◆ What you are asked to do: According to the text on deeply social animals, who is director of the Center for Cognitive and Social Neuroscience at the University of Chicago?

◆ Extract:
▼▼▼

Deeply social animals

In the ever emerging nature and nuture research, this NY Times article, written by Daniel Goleman, author of Emotional Intelligence (1996) and recently Social Intelligence (2006), reports the following:

“Such coordination of emotions, cardiovascular reactions or brain states between two people has been studied in mothers with their infants, marital partners arguing and even among people in meetings. Reviewing decades of such data, Lisa M. Diamond and Lisa G. Aspinwall, psychologists at the University of Utah, offer the infelicitous term “a mutually regulating psychobiological unit” to describe the merging of two discrete physiologies into a connected circuit. To the degree that this occurs, Dr. Diamond and Dr. Aspinwall argue, emotional closeness allows the biology of one person to influence that of the other.

John T. Cacioppo, director of the Center for Cognitive and Social Neuroscience at the University of Chicago, makes a parallel proposal: the emotional status of our main relationships has a significant impact on our overall pattern of cardiovascular and neuroendocrine activity. This radically expands the scope of biology and neuroscience from focusing on a single body or brain to looking at the interplay between two at a time.”

Anthropoligists of the ordinary have predicted and deduced this via observation for some time. Will all of what was leading anthropological research 30 years ago need to be restated in neurosciene terms before the pithy qualitative ‘what now’ and ‘what next’ questions can be picked up again? Are anthropologists better predictors than biologists of understanding what is human? Should a new interdisciplinary field be formed?

▲▲▲

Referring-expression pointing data
▼▼▼

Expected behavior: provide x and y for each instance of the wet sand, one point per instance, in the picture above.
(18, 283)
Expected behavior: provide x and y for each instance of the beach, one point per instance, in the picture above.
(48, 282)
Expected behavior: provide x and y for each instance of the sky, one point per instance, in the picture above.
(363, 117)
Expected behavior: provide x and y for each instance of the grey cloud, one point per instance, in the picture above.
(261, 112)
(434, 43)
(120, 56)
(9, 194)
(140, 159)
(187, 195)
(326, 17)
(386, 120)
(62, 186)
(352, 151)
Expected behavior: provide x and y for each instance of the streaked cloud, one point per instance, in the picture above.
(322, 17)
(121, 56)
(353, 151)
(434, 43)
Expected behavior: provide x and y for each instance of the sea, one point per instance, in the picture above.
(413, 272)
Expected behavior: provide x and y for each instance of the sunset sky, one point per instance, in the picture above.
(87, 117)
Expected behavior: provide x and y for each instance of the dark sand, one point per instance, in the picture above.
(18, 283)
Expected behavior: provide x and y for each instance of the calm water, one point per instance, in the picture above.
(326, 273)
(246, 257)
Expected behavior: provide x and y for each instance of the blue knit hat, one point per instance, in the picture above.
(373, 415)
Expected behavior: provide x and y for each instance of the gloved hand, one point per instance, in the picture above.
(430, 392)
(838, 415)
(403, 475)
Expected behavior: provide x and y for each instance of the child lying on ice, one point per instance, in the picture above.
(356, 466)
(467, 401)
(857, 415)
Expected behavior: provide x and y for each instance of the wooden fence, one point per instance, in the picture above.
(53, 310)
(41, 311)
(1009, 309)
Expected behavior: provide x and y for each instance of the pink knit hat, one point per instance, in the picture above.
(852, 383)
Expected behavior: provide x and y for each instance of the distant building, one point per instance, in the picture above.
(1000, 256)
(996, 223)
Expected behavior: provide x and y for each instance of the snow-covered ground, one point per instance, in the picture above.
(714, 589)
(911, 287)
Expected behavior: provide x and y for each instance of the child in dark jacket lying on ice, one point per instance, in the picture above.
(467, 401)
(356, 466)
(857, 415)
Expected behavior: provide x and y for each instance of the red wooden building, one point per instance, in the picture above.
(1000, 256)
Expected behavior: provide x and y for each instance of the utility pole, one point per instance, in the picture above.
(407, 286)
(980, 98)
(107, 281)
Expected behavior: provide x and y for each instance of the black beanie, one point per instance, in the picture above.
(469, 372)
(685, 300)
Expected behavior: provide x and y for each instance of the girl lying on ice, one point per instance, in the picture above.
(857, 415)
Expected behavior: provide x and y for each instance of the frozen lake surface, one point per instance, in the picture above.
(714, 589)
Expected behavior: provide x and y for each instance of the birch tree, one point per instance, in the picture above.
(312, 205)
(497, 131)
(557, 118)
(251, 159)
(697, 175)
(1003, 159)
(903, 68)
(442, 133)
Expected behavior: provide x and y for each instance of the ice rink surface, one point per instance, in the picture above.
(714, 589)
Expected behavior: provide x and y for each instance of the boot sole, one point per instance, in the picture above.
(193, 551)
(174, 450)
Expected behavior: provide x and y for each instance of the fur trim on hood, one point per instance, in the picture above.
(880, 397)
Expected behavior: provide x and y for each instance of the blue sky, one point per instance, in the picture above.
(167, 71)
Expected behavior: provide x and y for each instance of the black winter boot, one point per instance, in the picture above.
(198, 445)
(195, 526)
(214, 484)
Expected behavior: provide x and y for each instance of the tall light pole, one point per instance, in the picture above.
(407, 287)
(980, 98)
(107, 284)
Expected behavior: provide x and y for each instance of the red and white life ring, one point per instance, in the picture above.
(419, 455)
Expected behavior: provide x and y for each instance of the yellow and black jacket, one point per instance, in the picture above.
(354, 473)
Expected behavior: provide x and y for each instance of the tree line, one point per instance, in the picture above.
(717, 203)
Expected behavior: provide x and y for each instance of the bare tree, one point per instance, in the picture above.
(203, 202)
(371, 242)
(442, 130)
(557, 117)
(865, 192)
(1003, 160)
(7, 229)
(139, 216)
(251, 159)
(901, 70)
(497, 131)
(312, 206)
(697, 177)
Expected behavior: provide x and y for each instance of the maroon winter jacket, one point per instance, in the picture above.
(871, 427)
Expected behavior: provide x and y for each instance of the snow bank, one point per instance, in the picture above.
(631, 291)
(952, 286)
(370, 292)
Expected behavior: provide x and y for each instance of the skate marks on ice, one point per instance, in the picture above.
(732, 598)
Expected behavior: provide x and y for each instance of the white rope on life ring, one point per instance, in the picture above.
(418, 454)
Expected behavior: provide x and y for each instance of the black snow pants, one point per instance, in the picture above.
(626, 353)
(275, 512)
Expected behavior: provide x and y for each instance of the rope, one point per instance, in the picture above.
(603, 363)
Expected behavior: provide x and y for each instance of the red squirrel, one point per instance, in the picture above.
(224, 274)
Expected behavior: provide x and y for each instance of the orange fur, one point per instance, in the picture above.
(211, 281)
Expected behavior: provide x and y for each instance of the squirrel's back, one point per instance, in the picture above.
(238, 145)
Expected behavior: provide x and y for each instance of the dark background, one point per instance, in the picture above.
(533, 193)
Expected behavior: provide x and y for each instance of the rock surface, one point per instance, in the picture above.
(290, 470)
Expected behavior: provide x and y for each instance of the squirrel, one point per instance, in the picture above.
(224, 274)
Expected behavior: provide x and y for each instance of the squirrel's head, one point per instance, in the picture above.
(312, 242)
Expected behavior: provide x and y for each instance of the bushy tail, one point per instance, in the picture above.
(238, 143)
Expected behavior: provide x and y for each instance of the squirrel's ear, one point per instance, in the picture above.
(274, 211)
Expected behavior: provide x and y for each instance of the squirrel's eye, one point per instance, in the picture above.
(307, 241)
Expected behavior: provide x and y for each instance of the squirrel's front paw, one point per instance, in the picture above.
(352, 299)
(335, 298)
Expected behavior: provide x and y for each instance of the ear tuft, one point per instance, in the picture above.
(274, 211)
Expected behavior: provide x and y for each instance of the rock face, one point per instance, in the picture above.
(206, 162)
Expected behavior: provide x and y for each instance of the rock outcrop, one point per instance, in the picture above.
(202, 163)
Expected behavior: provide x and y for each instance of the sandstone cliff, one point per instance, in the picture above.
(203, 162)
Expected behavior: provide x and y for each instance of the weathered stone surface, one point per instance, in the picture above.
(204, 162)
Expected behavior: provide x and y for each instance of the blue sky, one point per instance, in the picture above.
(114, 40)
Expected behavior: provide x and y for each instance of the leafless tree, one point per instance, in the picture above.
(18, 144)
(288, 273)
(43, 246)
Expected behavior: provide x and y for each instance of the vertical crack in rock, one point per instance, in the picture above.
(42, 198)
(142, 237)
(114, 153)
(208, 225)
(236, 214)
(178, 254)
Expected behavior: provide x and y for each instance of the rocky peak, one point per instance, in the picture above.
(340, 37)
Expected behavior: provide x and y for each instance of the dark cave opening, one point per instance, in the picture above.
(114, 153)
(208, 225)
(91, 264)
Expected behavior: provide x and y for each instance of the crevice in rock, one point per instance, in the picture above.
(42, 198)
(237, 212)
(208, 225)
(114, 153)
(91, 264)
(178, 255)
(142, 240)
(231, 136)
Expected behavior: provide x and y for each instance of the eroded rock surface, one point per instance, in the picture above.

▲▲▲

◆ Problem solution: John T. Cacioppo